● Tarea indicada 1:
En el texto sobre la hermana y Rosa Beteta, ¿cómo se llamaba el gato de la hermana?
● Tarea indicada 2:
Prosiga el texto sobre la hermana y Rosa Beteta a partir de su última oración.

● Texto mostrado:

::::::

SORELLA


Llegaste como un regalo. Ya nunca llegar del colegio volvería a ser igual, llegaba corriendo, soltaba la cartera y escaleras arriba subía hasta comprobar que allí estabas esperándome, con tu cabecita vuelta sobresaliendo por la barandilla de la cuna, toda ojos.



Buena, buenísima, una hermana que tardó en llegar pero que lo hizo para quedarse para siempre, aquí, conmigo. Tan buena, tan discreta, tan rica. Creciste haciendo círculos sobre ti misma, ordenando tus muñecas y vistiendo a tu gato "Triqui". Quería que tu volaras, salieras, crecieras tanto como yo lo hice desde dentro pero tu recorriendo mis sueños. Y vaya si lo hiciste...



Te conozco, te sigo, te tengo cada día a pesar de esta vida de locos que llevamos. Siempre están ahí tus ojos, tu sonrisa, tu presencia de ninfa, de ondina, de sirena. Tu frágil silueta frente a tu fuerte personalidad. Eres más que una hermana porque llegaste catorce años después y sin embargo, nunca existió el tiempo hecho distancia entre nosotras. Igual tu si has creído que alguna vez yo no estaba, no te confundas, siempre estoy. Recuerda que tengo alas como tu y te sigo de cerca, muy de cerca. No te alejes demasiado de nuestra casa, de los círculos de tu infancia, de tu hada madrina.





Rosa Beteta “Maestra bordadora” Mami

Nació en el treinta y cuatro. Cruz Guerrero y Rodolfo Beteta fueron sus padres. Creció oliendo a almendras tostadas, a mazapán y a guirlache, entre el miedo y las risas, aprendiendo a trabajar duro y bien. Una melodía debió quedársele prendida en la comisura de los labios y en la punta de los dedos de sus manos.

::::::

● Material extraído:
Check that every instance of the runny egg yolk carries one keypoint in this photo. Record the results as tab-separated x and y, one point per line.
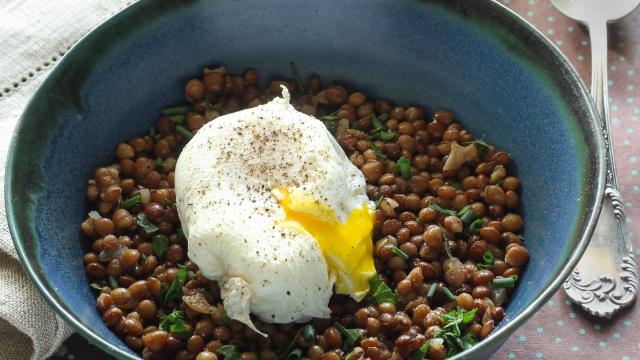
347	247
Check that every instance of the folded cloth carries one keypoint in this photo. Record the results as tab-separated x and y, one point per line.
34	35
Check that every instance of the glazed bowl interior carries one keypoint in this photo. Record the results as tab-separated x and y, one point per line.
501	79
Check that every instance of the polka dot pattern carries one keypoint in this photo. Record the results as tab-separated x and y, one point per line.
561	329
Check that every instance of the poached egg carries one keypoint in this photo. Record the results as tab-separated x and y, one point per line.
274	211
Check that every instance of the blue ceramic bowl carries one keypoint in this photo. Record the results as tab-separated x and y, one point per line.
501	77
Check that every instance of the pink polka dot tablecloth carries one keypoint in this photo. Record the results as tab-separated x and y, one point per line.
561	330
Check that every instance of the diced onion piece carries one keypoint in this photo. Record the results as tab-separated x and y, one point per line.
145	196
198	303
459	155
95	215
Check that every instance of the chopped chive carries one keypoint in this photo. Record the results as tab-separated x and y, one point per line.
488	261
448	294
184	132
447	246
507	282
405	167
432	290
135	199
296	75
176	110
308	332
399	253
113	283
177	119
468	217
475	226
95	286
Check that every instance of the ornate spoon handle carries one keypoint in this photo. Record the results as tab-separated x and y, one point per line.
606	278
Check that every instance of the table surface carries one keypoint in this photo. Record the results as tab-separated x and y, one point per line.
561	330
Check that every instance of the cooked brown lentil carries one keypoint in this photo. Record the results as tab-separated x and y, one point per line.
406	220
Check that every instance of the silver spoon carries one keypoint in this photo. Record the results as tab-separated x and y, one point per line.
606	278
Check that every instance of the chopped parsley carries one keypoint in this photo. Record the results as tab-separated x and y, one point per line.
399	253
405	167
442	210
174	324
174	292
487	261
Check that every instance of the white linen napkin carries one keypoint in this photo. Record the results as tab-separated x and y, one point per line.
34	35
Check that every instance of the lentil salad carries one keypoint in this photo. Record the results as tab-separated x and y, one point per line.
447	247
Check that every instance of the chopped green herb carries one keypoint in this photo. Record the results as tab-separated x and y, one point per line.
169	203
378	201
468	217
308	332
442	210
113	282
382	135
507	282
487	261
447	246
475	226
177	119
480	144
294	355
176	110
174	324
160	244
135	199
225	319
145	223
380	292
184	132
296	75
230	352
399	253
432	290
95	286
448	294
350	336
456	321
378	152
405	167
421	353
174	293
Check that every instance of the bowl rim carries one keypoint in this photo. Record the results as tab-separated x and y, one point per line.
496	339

::::::

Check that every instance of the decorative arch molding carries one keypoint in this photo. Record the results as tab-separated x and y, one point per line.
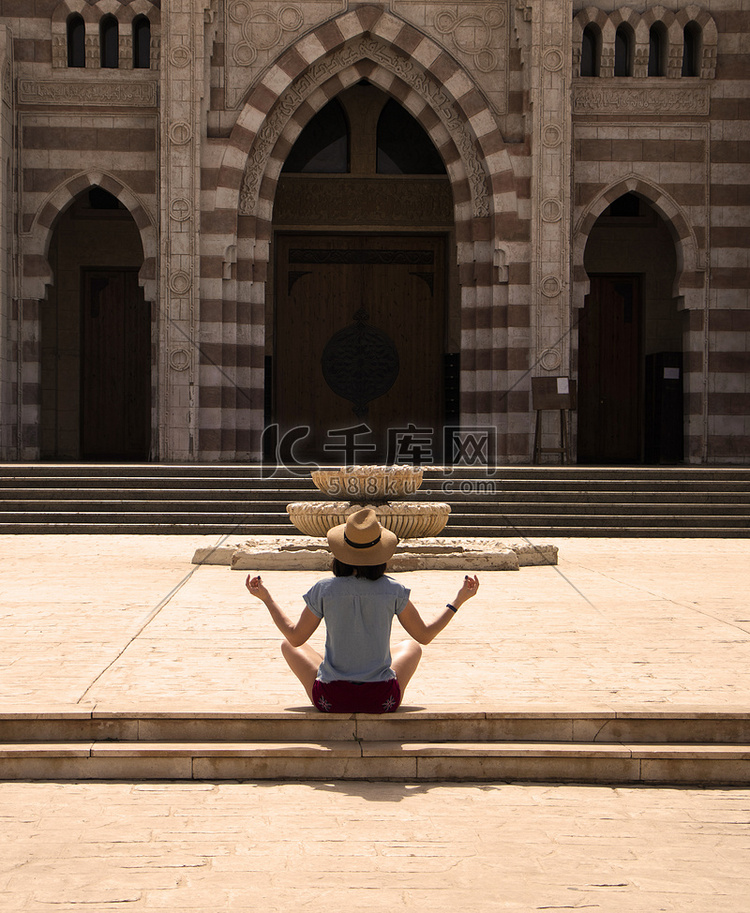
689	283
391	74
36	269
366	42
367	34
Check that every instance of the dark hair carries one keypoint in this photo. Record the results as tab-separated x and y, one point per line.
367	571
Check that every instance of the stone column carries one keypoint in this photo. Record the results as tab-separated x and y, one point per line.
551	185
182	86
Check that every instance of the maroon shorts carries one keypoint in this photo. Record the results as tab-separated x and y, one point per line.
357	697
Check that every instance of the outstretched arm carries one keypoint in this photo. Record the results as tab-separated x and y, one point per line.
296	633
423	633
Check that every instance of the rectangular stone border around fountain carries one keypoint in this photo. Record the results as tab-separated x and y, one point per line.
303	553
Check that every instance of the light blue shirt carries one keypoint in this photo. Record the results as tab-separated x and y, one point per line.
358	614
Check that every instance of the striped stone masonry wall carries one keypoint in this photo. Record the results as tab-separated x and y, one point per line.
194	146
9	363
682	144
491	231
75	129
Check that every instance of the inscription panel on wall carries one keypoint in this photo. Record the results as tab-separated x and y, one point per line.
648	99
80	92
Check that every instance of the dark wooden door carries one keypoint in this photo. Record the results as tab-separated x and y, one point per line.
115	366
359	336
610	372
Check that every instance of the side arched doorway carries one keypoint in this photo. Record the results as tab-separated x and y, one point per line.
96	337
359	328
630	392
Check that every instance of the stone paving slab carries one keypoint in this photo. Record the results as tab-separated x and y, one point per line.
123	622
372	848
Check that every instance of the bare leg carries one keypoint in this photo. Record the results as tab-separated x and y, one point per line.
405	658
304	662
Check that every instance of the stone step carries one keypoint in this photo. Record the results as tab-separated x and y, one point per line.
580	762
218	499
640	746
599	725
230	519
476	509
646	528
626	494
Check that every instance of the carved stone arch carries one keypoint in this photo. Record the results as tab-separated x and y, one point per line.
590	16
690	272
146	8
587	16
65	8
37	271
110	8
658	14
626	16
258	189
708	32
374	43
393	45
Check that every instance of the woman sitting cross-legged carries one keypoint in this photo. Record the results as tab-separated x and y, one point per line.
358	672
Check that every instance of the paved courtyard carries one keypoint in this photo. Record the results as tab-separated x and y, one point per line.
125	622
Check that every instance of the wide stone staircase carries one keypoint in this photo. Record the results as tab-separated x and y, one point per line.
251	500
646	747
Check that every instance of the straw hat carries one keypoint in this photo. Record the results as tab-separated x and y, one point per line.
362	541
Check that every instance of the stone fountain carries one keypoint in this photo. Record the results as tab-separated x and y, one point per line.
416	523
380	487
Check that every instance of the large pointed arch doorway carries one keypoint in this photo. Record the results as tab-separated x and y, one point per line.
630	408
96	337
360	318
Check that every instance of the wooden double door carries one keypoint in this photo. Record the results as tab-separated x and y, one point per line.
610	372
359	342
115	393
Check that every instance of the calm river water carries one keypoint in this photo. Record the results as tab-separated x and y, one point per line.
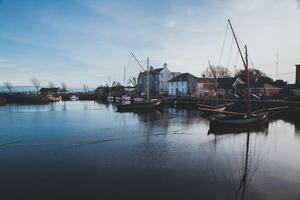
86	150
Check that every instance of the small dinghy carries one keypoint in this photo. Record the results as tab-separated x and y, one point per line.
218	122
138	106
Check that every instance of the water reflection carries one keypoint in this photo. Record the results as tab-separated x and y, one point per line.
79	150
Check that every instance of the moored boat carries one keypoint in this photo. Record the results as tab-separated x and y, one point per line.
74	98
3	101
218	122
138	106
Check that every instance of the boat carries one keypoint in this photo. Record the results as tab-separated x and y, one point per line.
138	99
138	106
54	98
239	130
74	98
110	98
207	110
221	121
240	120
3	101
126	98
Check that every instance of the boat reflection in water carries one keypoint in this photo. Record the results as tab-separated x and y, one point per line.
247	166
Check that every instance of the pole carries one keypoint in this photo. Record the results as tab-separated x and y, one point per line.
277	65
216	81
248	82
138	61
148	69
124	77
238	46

::::::

● Respuesta 1:
Triqui.

● Respuesta 2:
Los tiempos no le permitieron hacerse maestra de escuela, aunque fue buena alumna y lo aprendió todo. Gertrudis Gutiérrez, la hermosa novia de su primo Leopoldo, le enseñó a bordar. Con catorce años ya bordaba jardines en los trajes de domingo, en las faldas, en blusas y pañuelos. Luego llegaron los ajuares de la casa y cuando sus sueños volaban entre tangos, pasodobles y boleros, ilusiones y promesas, de sus ajuares pasó a los ajenos y comenzó a bordar para otras casas, otras novias y otras ensoñaciones. Amarillos, azules, blancos, verdes. Realces, festones, rechilés, en abierto, sobrepuesto, con arenilla o con bodoques, matizados, calados y los interminables filtirés.
Rosa fue tejiendo una tela de araña de bordados, y aprendió tanto y lo hacía tan bien que, pronto, se llenó su patio de otras muchachas que querían aprender a bordar sus ilusiones con la rueda y el pedal, la aguja y esa tijera o alfanje con la que aprendían también a recortar sus complejos.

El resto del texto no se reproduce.